(Records excerpted from a collection)
——
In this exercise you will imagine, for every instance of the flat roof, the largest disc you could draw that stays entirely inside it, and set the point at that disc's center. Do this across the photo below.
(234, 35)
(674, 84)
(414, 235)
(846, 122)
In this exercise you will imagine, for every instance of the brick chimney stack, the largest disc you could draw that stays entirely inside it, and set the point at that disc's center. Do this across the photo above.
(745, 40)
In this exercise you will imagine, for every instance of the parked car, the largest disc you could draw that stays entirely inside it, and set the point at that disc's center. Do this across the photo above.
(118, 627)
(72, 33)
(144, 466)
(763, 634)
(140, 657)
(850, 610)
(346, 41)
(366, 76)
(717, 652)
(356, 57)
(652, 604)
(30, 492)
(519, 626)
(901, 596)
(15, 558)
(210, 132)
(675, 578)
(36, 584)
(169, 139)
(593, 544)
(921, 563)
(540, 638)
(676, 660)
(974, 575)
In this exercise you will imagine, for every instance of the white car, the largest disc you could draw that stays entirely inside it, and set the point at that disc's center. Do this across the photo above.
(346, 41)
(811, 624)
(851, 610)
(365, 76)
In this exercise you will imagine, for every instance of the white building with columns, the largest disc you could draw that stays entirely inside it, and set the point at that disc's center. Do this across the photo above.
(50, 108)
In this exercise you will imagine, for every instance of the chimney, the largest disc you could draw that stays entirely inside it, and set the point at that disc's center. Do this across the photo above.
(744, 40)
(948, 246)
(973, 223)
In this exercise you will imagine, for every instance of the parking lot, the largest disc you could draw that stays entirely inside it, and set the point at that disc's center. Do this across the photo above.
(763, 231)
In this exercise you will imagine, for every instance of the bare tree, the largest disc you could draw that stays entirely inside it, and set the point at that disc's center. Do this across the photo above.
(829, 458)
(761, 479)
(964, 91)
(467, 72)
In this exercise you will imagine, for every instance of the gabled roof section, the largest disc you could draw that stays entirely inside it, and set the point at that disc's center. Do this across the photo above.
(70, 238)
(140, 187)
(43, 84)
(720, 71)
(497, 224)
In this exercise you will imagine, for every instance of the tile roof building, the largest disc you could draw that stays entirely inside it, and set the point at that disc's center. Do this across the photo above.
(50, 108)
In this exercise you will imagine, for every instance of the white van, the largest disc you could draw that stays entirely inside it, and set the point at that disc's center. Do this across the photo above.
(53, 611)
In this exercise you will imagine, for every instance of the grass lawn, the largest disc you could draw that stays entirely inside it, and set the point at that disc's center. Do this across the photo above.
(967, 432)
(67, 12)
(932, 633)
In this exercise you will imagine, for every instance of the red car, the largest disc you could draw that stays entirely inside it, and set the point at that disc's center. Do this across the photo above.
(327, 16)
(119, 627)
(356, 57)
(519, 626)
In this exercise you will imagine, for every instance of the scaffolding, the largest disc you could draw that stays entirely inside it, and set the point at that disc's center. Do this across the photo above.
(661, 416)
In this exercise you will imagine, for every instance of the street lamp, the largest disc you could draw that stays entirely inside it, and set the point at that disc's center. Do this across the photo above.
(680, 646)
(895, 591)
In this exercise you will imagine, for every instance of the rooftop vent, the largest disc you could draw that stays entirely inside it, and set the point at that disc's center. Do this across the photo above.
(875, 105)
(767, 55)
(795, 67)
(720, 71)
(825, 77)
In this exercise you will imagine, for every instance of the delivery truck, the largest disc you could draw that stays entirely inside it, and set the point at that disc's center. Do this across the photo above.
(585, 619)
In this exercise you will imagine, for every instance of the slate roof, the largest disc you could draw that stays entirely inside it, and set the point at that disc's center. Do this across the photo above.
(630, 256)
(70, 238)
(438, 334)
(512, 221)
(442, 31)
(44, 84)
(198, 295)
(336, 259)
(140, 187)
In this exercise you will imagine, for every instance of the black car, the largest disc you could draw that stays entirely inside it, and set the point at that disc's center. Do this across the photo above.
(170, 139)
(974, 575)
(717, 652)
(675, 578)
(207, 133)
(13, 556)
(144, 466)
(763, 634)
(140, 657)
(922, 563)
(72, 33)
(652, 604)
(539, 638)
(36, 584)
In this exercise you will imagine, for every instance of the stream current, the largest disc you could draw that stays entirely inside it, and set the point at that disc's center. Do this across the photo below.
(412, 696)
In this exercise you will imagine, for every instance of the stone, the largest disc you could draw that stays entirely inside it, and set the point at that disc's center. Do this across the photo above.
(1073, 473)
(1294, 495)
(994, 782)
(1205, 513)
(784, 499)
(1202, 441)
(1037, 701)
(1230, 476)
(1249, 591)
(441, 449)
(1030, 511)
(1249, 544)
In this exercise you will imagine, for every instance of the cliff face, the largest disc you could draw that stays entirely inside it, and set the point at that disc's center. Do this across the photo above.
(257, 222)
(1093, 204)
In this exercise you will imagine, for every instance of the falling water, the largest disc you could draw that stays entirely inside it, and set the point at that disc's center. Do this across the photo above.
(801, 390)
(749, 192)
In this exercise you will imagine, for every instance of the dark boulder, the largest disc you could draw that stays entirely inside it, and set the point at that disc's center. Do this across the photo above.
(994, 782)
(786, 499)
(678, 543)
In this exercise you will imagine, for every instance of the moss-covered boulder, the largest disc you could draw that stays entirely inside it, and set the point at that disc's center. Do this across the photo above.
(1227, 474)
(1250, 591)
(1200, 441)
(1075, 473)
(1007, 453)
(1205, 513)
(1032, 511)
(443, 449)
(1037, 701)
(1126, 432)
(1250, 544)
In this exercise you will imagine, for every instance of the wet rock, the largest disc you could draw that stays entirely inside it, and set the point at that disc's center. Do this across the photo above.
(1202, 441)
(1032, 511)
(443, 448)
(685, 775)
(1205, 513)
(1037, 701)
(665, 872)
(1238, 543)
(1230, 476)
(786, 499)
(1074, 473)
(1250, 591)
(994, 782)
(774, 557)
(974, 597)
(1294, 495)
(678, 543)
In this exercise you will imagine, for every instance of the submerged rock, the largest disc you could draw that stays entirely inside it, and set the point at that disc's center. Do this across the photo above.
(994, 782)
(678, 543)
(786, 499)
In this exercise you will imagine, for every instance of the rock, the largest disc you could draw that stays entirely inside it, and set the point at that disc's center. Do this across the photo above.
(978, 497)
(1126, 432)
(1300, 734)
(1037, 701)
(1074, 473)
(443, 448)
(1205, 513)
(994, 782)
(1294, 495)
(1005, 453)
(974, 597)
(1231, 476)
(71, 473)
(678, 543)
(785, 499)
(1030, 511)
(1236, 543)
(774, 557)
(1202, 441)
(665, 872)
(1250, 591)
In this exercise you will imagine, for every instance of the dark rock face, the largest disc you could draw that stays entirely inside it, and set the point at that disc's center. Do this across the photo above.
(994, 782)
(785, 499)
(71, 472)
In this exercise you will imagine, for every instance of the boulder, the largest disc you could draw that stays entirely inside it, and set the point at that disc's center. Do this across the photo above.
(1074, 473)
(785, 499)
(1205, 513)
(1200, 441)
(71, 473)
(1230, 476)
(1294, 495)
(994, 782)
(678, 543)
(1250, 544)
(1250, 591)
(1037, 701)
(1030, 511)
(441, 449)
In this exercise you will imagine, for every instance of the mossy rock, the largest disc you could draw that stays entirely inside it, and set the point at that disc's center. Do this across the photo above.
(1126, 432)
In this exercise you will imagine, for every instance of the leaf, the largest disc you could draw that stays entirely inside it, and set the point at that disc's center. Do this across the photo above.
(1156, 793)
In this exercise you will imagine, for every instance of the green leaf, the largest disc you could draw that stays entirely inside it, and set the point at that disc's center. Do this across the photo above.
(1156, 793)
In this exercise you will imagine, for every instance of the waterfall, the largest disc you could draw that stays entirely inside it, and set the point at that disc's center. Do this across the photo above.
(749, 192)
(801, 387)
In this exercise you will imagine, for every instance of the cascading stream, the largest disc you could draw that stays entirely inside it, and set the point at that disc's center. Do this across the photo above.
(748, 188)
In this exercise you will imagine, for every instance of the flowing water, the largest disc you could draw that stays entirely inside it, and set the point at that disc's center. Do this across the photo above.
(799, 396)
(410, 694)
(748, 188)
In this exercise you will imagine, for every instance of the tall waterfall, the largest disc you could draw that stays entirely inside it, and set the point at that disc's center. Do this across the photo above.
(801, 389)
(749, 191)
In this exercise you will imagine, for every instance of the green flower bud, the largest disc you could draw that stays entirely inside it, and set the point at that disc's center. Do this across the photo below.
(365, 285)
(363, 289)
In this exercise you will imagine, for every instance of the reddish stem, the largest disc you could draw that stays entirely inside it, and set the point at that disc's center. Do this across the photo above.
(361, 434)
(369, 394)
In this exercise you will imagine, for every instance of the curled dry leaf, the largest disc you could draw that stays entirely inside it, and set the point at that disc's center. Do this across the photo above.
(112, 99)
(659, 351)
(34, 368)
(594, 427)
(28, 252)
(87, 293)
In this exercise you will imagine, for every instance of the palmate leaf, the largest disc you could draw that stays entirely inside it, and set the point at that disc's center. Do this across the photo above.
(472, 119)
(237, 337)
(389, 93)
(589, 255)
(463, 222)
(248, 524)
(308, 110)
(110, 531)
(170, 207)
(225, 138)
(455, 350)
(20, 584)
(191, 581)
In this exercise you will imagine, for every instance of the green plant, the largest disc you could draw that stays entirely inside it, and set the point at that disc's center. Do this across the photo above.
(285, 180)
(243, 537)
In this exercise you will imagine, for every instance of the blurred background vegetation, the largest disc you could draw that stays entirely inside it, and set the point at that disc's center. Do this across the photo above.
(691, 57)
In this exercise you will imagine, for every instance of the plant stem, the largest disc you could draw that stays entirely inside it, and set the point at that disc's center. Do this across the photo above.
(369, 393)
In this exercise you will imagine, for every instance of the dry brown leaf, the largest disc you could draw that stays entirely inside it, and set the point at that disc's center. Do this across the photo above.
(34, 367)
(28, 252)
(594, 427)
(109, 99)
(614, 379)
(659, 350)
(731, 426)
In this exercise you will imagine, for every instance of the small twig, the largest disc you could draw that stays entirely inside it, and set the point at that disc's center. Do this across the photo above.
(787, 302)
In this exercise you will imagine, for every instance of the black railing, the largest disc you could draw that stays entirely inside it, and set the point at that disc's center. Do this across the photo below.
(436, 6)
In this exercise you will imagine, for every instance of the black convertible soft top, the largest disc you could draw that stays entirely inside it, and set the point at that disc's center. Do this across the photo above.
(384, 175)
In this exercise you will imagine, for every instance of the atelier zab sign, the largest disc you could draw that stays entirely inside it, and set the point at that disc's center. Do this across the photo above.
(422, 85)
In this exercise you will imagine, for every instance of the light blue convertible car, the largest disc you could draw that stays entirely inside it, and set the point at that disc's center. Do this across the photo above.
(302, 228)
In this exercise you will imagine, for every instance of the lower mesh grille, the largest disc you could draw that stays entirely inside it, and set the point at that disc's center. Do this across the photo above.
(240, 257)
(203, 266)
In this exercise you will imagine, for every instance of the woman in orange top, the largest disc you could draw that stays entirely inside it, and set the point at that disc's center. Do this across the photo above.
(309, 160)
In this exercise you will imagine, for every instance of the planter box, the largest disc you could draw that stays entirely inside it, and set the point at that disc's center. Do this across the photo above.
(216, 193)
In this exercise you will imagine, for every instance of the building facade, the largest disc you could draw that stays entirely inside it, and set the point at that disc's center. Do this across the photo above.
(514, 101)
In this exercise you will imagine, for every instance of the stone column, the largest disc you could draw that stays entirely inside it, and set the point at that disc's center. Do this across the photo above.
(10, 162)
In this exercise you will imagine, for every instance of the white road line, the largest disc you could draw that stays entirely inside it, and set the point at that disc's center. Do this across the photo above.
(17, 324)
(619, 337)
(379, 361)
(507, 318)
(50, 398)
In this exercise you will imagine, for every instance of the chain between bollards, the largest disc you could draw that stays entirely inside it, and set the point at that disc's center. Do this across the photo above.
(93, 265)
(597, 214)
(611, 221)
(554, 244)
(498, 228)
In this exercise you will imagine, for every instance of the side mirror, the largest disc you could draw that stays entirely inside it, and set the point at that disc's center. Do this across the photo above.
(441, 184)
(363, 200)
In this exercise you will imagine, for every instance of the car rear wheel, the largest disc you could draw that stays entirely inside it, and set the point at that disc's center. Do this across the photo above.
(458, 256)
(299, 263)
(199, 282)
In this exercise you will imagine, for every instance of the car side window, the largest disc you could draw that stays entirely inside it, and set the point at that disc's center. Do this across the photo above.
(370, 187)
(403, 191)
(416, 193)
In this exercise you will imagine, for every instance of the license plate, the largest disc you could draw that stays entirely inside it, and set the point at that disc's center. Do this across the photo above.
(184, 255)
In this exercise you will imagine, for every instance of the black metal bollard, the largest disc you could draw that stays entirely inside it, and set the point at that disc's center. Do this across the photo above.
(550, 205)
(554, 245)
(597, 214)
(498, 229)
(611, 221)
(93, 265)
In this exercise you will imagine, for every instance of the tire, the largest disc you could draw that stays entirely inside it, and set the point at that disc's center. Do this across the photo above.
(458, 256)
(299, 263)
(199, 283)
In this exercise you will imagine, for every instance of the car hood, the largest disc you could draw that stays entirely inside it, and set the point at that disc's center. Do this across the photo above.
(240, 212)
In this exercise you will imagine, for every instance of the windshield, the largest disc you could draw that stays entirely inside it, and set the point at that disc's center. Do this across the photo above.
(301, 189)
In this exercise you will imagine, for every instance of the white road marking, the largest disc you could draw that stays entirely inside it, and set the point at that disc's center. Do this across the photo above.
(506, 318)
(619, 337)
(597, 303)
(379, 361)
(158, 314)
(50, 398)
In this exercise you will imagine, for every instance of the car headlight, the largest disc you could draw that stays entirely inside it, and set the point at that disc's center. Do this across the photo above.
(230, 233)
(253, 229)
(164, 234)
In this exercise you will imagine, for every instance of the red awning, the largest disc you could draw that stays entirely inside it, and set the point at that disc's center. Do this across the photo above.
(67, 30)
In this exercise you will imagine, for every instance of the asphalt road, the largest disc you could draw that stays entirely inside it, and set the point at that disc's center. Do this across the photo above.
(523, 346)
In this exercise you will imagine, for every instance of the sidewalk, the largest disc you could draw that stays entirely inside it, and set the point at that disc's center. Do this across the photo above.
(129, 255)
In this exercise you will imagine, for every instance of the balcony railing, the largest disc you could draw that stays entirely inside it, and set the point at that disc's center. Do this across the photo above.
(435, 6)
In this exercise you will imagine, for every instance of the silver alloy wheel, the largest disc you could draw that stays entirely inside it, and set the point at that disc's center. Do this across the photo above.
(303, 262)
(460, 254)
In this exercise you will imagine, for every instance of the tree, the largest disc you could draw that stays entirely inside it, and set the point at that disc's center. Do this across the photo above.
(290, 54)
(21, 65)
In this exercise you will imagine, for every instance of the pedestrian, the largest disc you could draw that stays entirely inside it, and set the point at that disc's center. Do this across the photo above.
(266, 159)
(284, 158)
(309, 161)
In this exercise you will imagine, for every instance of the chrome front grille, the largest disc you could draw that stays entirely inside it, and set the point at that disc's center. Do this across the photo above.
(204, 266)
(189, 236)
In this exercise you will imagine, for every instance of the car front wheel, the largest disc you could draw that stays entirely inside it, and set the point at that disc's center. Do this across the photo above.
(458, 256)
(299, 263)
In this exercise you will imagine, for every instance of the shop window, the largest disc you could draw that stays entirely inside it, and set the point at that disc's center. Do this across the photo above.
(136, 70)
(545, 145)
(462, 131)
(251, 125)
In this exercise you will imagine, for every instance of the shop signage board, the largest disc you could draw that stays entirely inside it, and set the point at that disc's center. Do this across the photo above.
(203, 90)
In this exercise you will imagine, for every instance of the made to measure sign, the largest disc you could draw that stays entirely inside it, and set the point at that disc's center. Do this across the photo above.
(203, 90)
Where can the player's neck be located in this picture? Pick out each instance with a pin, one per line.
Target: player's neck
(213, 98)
——
Work request:
Exactly as they stand in the records above, print the lines from the one containing "shop window, the" through the final line, inclusive.

Written response:
In this exercise you will imagine, for every instance of the shop window, the largest disc you could draw that stays entirely inside it, and set the point at that disc's center. Do this across the photo above.
(136, 70)
(545, 145)
(462, 131)
(251, 125)
In this exercise you will imagine, for every instance of the shop signage board, the largest disc you could draw that stays entirely inside it, and set the point at that disc's center. Do this across the photo above.
(203, 90)
In this exercise you will imagine, for every instance of the made to measure sign, the largest disc you could draw that stays entirely inside it, and set the point at that disc's center. Do this across the photo above.
(203, 90)
Where can the player's neck be located in this picture? Pick out each instance with a pin, one per line.
Target: player's neck
(213, 98)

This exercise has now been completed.